SELECTED EXTRACT
☆ ☆ ☆

In an embodiment, the distal abutment surface of the second locker is arranged at a distal end of an axial rib that inwardly protrudes from a lateral wall of said second locker. The axial rib increases the resistance of the second locker to the force applied by the first locker on said second locker. Thus, the resistance to drop tests is improved.
In an embodiment, the axial rib intersects with the window of the second locker. The axial rib is preferably at least located on the circumferential arm of the second locker. More specifically, the axial rib may include a proximal portion extending above (proximal to) the window and a distal portion extending below (distal to) the window, i.e. on the circumferential arm of the second locker.
In an embodiment, the first locker includes a lateral abutment surface configured for abutting against a crest of the axial rib of the second locker to prevent inner deformation of the circumferential arm when the proximal abutment surface of the first locker presses against the distal abutment surface of the second locker. The proximal abutment surface and the lateral abutment surface of the first locker are thus perpendicular and intersect with each other.
In an alternative embodiment, the axial rib is offset the window of the second locker. They are separated by a circumferential gap. The molding of the second locker is accordingly easier. The axial rib may extend alongside the axial slot. The distal end of said axial rib, and so the distal abutment surface of the second locker, may be located between the proximal end and the distal end of said axial slot, or at the level of the window, i.e. proximal to the circumferential arm.

☆ ☆ ☆

DATASET EXCERPTS

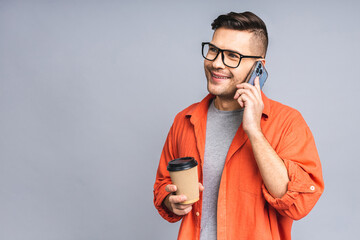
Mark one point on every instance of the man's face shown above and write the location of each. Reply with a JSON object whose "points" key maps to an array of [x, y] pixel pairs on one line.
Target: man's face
{"points": [[222, 80]]}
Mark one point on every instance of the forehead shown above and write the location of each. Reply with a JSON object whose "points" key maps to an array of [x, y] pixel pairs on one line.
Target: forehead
{"points": [[232, 39]]}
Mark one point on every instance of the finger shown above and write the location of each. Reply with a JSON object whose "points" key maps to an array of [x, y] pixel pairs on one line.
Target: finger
{"points": [[257, 84], [254, 91], [244, 85], [242, 91], [242, 100], [171, 188], [183, 212], [177, 198], [201, 187], [181, 206], [239, 92]]}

☆ ☆ ☆

APPLY WHAT YOU READ
a: In the locker passage, what arrangement of the axial rib makes the molding of the second locker easier?
b: Duplicate the part of the locker passage that opens with the words containing "In an embodiment, the distal" and closes with "i.e. on the circumferential arm of the second locker.".
c: Pick up the locker passage after its final sentence and continue it.

WRITTEN RESPONSES
a: Offsetting the axial rib from the window of the second locker, with a circumferential gap between them.

b:
In an embodiment, the distal abutment surface of the second locker is arranged at a distal end of an axial rib that inwardly protrudes from a lateral wall of said second locker. The axial rib increases the resistance of the second locker to the force applied by the first locker on said second locker. Thus, the resistance to drop tests is improved.
In an embodiment, the axial rib intersects with the window of the second locker. The axial rib is preferably at least located on the circumferential arm of the second locker. More specifically, the axial rib may include a proximal portion extending above (proximal to) the window and a distal portion extending below (distal to) the window, i.e. on the circumferential arm of the second locker.

c:
In an embodiment, the first locker includes a stiffener providing support to a proximal shouder that defines the proximal abutment surface of the first locker. The stiffener may be in the form of an axial rib outwardly protruding from an annular ring or a driving leg of the first locker. The stiffener has a proximal end and an opposite distal end, one of them intersecting with one end or with an intermediate portion of proximal shoulder.
Possibly, the first locker includes an annular ring and driving legs separated by a radial flange, and the proximal abutment surface of the first locker is located at said radial flange or below (distal to) said radial flange.
Possibly, the proximal abutment surface of the first locker in the locking position and the distal abutment surface of the second locker in the locking position are separated by an axial gap.
Possibly, the axial rib has a distally decreasing width.
In an embodiment, the autoinjector includes maintaining means for maintaining the second locker in the locking position before use of the autoinjector by the end user.
In an embodiment, the maintaining means include an axial rib arranged on the housing for abutting against an axial arm of the second locker when the second locker is rotated from the blocking towards the release position.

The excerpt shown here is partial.